* Aim 1
In the habeas ruling, on what date did the one-year limitations period expire?
* Aim 2
From the habeas ruling, reproduce the part that opens with the words containing "Here, the record" and closes with "259 (S.D.N.Y. 1998).".
* Aim 3
Carry on the habeas ruling from the point at which it stops.

* Text passage
____

Here, the record shows that Petitioner sought collateral review in state courts in 2012 and 2013. However, as mentioned above, the one-year limitations period had expired on November 3, 2009. A state habeas petition filed after the AEDPA's statute of limitations ended cannot toll the limitations period. See Ferguson v. Palmateer, 321 F.3d 820, 823 (9th Cir. 2003) ("[S]ection 2244(d) does not permit the reinitiation of the limitations period that has ended before the state petition was filed, " even if the state petition was timely filed). Section 2244(d)(2) cannot "revive" the limitations period once it has run (i.e., restart the clock to zero); it can only serve to pause a clock that has not yet fully run. Once the limitations period has expired, "collateral petitions can no longer serve to avoid a statute of limitations." Rashid v. Kuhlmann, 991 F.Supp. 254, 259 (S.D.N.Y. 1998).

Accordingly, Petitioner's state habeas petitions filed in 2012 and 2013 do not revive the limitations period that has already run. Because Petitioner did not meet the one-year requirement for filing the instant federal habeas petition and he is not entitled to statutory tolling, his petition is barred as untimely under 28 U.S.C. § 2244(d)(1) unless he can show that he is entitled to a delayed commencement of the limitations period or equitable tolling.

II. DELAYED COMMENCEMENT OF THE LIMITATIONS PERIOD

As mentioned above, a petitioner may attempt to justify the late filing of his habeas petition by demonstrating his eligibility for a delayed commencement of the limitations period under either subheadings (B), (C) or (D. section 2244(d)(1). Here, as mentioned above, Petitioner did not file an opposition to the motion to dismiss and, therefore, he has not alleged that he is entitled to a delayed commencement of the limitations period. Thus, Petitioner does not present any evidence or argument suggesting there existed unconstitutional state action that created an impediment to his filing the petition. See 28 U.S.C. § 2244(d)(1)(B). Moreover, he does not argue that he could not have discovered the factual basis for his claims despite due diligence. See 28 U.S.C. § 2244(d)(1)(D). However, in his petition, Petitioner's allegations could be construed as an argument that he is entitled to a delayed commencement of the limitations period under subheading (C), "the constitutional right asserted was recognized by the Supreme Court, if the right was newly recognized by the Supreme Court and made retroactive to cases on collateral review." 28 U.S.C. § 2244(d)(1)(C). In interpreting 28 U.S.C. § 2255(f)(3), an analogous provision for federal prisoners seeking to file under 28 U.S.C. § 2255, the Supreme Court has held that the one-year limitation period begins to run on the date on which the Supreme Court recognized the new right being asserted, not the date on which that right was made retroactive. See Dodd v. United States, 545 U.S. 353, 357 (2005).

____

Point annotation data
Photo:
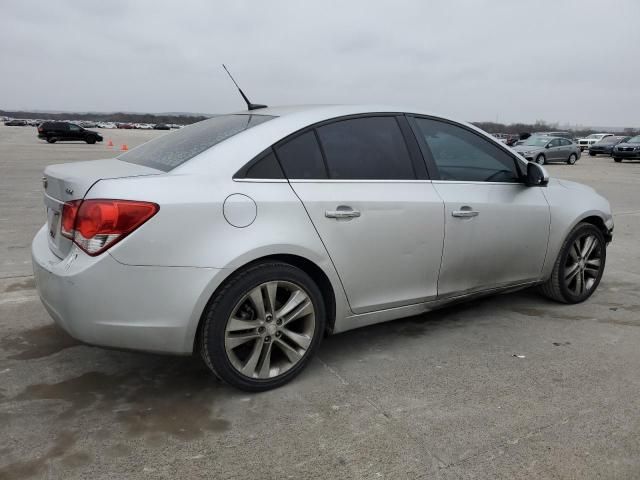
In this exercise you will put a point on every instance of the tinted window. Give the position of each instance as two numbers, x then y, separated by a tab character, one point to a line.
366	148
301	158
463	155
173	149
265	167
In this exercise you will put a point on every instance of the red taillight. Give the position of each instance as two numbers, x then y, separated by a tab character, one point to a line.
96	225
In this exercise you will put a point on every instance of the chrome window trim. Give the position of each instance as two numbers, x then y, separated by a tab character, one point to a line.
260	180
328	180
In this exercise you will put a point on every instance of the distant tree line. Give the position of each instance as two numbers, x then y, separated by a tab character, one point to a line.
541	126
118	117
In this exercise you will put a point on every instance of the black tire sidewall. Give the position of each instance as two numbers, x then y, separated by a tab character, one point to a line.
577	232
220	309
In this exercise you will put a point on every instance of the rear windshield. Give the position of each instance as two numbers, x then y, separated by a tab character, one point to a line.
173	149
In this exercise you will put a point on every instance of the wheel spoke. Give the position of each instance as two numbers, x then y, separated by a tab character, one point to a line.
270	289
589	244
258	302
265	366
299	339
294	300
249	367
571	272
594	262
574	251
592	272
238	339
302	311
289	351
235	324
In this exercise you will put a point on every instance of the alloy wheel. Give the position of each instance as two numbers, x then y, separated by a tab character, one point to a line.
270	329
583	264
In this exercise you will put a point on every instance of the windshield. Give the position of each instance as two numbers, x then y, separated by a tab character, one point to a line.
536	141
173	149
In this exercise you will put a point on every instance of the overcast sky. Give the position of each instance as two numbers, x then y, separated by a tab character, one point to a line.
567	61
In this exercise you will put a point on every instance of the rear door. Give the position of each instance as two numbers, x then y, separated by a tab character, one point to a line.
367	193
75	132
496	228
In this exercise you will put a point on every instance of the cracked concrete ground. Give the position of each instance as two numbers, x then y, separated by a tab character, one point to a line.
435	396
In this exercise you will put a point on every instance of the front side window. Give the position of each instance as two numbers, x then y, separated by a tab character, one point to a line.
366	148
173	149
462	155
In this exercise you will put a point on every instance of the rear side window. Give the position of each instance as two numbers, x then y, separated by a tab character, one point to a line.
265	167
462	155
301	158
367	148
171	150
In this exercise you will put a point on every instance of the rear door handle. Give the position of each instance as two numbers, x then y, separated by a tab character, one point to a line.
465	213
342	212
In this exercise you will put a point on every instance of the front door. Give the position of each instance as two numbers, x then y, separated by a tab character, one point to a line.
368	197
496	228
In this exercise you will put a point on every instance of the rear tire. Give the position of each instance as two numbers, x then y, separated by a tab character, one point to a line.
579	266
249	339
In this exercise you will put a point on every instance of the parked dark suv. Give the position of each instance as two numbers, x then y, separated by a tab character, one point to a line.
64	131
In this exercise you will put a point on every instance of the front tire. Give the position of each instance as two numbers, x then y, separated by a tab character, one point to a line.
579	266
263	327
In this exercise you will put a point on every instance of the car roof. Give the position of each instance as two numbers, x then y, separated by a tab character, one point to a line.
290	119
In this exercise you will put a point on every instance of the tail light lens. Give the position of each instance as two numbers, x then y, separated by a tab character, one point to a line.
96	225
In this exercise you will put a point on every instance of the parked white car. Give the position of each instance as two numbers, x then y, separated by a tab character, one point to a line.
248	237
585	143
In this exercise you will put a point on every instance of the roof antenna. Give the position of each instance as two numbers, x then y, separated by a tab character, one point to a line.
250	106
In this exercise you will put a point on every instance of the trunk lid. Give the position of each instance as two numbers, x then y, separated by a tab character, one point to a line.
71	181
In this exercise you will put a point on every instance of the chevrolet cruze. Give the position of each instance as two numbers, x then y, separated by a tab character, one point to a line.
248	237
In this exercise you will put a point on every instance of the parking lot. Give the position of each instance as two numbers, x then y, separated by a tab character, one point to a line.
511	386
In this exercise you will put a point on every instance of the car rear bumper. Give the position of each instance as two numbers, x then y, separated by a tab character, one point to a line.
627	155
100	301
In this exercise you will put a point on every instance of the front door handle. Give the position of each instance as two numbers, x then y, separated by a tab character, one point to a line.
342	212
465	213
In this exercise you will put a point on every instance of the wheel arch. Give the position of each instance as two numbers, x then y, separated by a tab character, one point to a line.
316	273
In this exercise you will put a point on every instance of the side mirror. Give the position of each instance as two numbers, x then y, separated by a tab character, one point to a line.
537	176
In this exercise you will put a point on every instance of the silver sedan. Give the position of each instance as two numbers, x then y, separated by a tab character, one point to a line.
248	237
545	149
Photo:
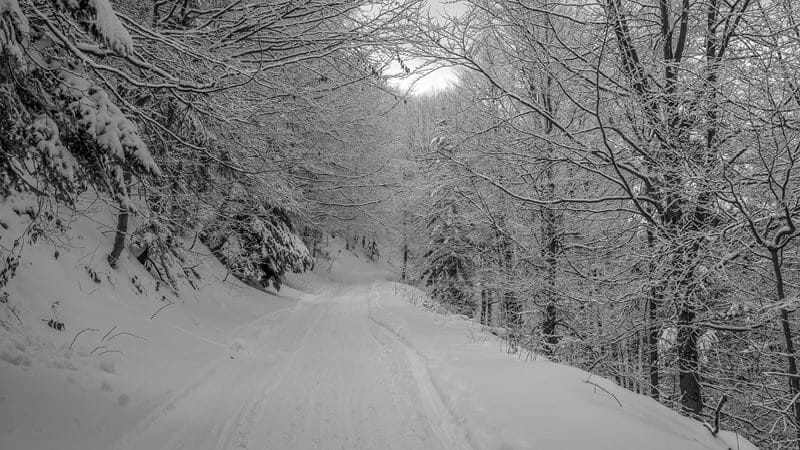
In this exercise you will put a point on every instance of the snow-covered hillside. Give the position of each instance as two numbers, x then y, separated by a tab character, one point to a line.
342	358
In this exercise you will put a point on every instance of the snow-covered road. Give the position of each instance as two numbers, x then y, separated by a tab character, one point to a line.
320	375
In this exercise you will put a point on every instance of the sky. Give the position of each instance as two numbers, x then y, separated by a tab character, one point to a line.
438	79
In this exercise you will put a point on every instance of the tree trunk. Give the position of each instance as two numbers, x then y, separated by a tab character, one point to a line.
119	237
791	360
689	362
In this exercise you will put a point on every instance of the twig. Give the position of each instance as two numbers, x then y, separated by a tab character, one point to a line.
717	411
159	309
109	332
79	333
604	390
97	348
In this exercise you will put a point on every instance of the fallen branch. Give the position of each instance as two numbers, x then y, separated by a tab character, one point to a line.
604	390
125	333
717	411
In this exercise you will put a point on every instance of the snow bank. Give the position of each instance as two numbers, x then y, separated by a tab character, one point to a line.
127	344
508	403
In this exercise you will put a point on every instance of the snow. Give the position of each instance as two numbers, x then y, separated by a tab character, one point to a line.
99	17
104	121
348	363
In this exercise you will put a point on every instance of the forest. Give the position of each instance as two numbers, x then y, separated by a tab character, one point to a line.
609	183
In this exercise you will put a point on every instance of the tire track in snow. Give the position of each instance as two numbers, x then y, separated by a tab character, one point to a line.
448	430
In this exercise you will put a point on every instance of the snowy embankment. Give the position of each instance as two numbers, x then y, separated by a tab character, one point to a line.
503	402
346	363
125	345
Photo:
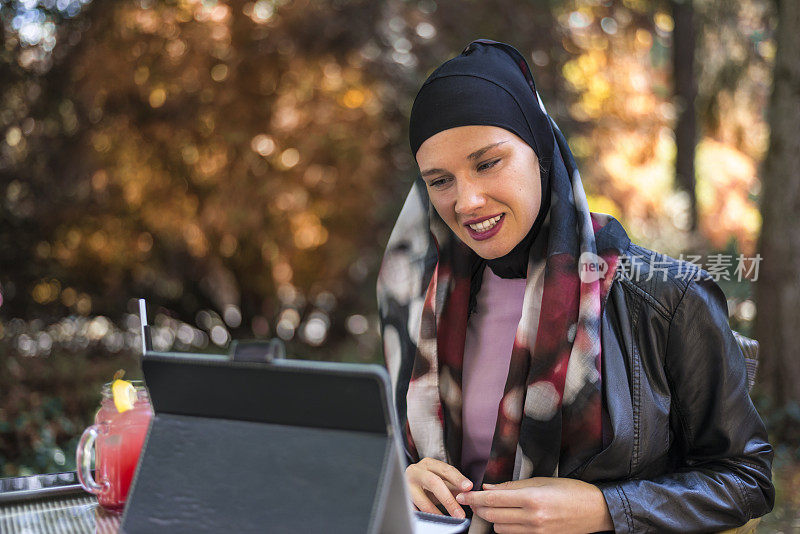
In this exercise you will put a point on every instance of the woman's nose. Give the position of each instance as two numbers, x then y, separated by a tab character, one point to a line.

____

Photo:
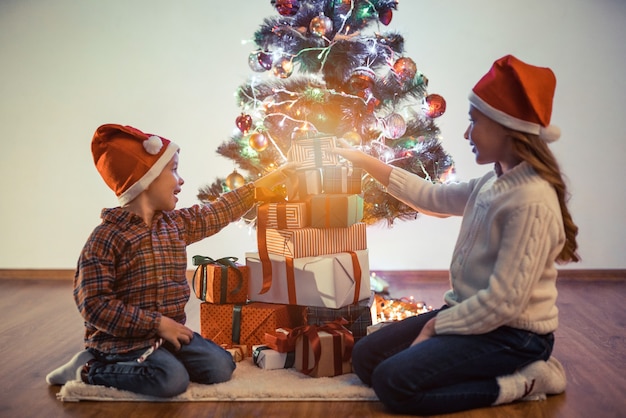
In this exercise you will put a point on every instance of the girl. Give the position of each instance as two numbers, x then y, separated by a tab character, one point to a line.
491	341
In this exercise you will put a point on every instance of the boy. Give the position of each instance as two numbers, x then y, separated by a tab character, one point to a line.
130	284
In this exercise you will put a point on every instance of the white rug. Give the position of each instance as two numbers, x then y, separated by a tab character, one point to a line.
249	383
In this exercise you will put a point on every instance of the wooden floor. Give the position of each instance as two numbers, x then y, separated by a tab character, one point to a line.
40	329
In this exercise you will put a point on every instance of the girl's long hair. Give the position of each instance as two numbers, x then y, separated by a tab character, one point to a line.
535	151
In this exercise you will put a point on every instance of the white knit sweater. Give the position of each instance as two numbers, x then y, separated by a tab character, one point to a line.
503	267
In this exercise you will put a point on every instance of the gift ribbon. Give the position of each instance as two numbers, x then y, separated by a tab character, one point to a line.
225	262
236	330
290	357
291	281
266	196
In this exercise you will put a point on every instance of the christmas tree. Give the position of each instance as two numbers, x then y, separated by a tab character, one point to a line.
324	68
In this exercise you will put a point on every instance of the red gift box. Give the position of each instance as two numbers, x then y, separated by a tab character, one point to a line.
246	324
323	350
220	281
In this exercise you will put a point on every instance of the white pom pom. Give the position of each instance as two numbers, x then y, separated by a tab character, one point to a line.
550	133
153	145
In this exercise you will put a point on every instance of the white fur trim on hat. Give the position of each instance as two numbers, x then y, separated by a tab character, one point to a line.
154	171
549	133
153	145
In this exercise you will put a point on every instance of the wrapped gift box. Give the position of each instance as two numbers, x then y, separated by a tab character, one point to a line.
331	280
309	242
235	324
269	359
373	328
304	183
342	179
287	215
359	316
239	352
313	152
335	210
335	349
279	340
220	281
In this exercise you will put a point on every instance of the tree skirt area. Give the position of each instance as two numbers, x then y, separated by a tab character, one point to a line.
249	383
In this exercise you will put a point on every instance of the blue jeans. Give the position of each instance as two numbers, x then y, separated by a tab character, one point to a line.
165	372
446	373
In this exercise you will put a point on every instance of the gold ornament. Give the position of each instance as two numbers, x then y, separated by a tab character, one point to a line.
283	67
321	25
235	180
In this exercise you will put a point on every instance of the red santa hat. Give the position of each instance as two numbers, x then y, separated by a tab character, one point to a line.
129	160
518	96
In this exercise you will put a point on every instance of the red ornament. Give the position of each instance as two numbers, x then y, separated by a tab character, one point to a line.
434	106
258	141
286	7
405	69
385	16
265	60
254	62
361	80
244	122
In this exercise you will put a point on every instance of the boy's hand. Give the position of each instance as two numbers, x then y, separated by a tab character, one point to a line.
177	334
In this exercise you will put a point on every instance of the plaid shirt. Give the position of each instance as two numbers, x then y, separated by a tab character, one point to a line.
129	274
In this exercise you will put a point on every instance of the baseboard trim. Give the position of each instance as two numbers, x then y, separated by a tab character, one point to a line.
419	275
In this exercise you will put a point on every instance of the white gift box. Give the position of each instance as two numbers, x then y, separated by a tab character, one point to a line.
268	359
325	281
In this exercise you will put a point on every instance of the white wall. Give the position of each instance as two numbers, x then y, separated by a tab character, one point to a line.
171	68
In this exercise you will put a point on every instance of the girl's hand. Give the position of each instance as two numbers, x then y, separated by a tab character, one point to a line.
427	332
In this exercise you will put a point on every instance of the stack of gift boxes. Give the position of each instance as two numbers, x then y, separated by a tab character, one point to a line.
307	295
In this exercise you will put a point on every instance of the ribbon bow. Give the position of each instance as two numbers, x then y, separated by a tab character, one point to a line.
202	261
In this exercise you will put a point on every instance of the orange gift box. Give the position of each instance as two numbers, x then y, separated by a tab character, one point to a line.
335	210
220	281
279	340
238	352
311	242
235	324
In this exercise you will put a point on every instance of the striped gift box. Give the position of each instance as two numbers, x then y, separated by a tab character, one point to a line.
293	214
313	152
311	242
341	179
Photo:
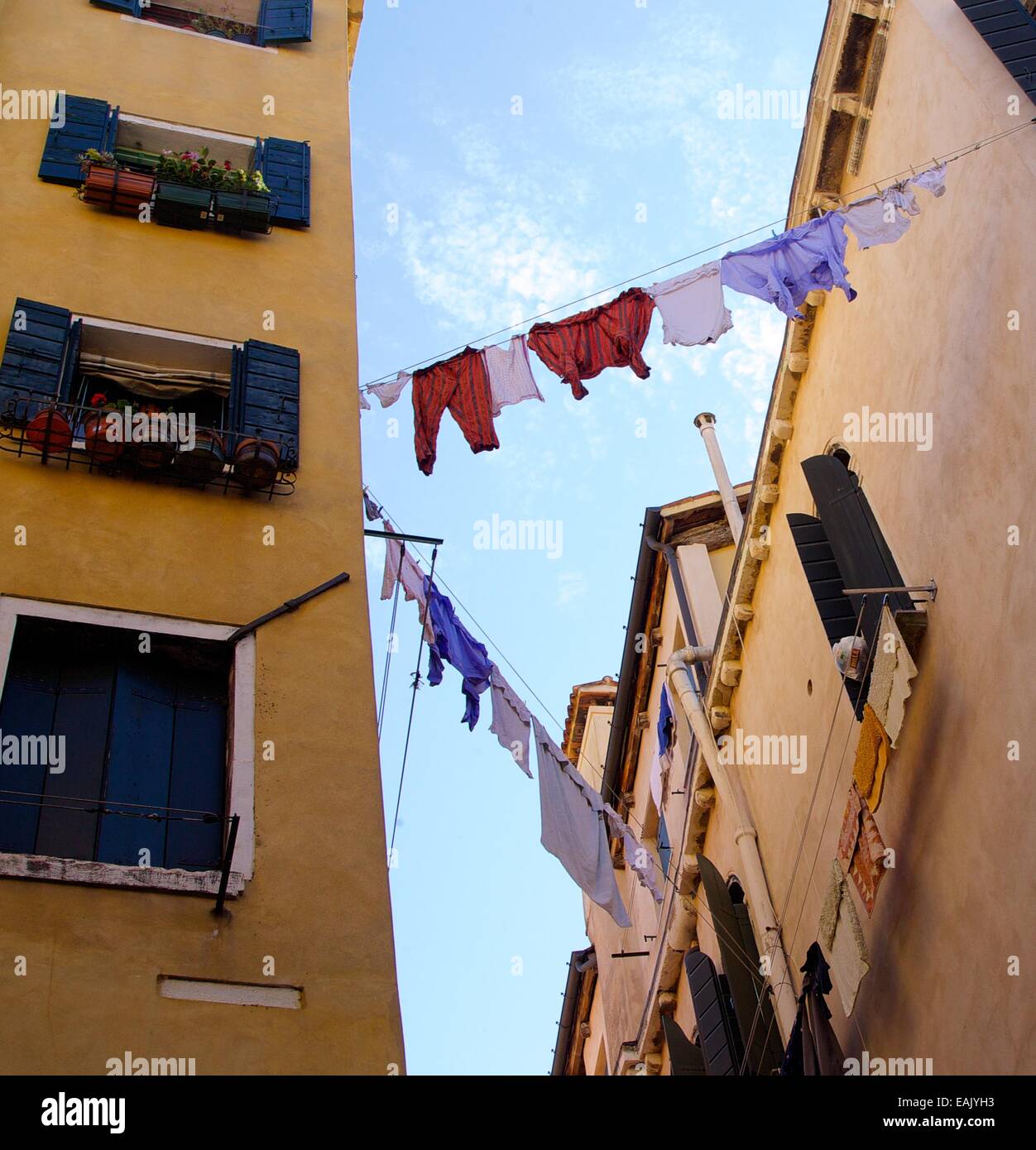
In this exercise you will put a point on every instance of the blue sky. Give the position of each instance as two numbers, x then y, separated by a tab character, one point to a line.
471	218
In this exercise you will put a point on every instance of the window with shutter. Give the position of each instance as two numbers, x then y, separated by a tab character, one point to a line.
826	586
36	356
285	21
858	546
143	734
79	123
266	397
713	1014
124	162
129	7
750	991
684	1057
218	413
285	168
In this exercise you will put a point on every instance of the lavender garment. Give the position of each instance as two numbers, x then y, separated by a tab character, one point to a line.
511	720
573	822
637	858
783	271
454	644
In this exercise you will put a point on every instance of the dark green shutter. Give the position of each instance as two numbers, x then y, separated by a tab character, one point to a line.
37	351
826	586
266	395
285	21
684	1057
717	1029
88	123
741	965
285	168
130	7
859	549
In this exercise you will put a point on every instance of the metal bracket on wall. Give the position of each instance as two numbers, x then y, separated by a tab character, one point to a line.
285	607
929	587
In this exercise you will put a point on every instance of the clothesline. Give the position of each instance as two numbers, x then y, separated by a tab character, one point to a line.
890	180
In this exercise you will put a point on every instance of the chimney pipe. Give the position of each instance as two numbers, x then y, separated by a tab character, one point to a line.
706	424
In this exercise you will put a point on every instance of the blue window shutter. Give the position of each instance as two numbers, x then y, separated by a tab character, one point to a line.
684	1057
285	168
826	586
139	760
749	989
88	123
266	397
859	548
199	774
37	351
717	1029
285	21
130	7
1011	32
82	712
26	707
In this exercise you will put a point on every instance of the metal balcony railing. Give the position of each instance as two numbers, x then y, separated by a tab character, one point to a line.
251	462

____

* Written response 1
November 3, 2009

* Written response 2
Here, the record shows that Petitioner sought collateral review in state courts in 2012 and 2013. However, as mentioned above, the one-year limitations period had expired on November 3, 2009. A state habeas petition filed after the AEDPA's statute of limitations ended cannot toll the limitations period. See Ferguson v. Palmateer, 321 F.3d 820, 823 (9th Cir. 2003) ("[S]ection 2244(d) does not permit the reinitiation of the limitations period that has ended before the state petition was filed, " even if the state petition was timely filed). Section 2244(d)(2) cannot "revive" the limitations period once it has run (i.e., restart the clock to zero); it can only serve to pause a clock that has not yet fully run. Once the limitations period has expired, "collateral petitions can no longer serve to avoid a statute of limitations." Rashid v. Kuhlmann, 991 F.Supp. 254, 259 (S.D.N.Y. 1998).

* Written response 3
Had Petitioner filed an opposition, he could have argued that because Southern Union held that the Sixth Amendment gives defendants the right to have a jury determine beyond a reasonable doubt the facts that would increase the maximum criminal fine, he is not time barred because the limitations period would have commenced on the date Southern Union was issued on June 21, 2012.

In Apprendi v. New Jersey, 530 U.S. 466 (2000), the Supreme Court held that the Sixth Amendment requires a jury to determine any fact, other than a prior conviction, that increases a criminal defendant's potential maximum sentence. Southern Union held that this principle "applies to sentences of criminal fines." 132 S.Ct. at 2349. However, it did not recognize a new right as section 2244(d)(1)(C) requires. Cf. Sluder v. United States, No. 05-CR-1570-W, 2014 WL 334712, at *2 (S.D. Cal. Jan. 29, 2014) (finding that Southern Union does not recognize right asserted by petitioner as recognized by 28 U.S.C. § 2255(f)(3), which is analogous to section 2244(d)(1)(C) but relates to delayed commencement of one-year statute of limitations for motions brought under 28 U.S.C. § 2255); Anderson v. United States, No. 12 CIV. 7638 AKH, 2013 WL 652425, at *2 (S.D.N.Y. Feb. 22, 2013) (same). Rather, Southern Union merely extended a principle already articulated in Apprendi, which was issued in 2000 and predates Petitioner's 2007 conviction. Cf. id.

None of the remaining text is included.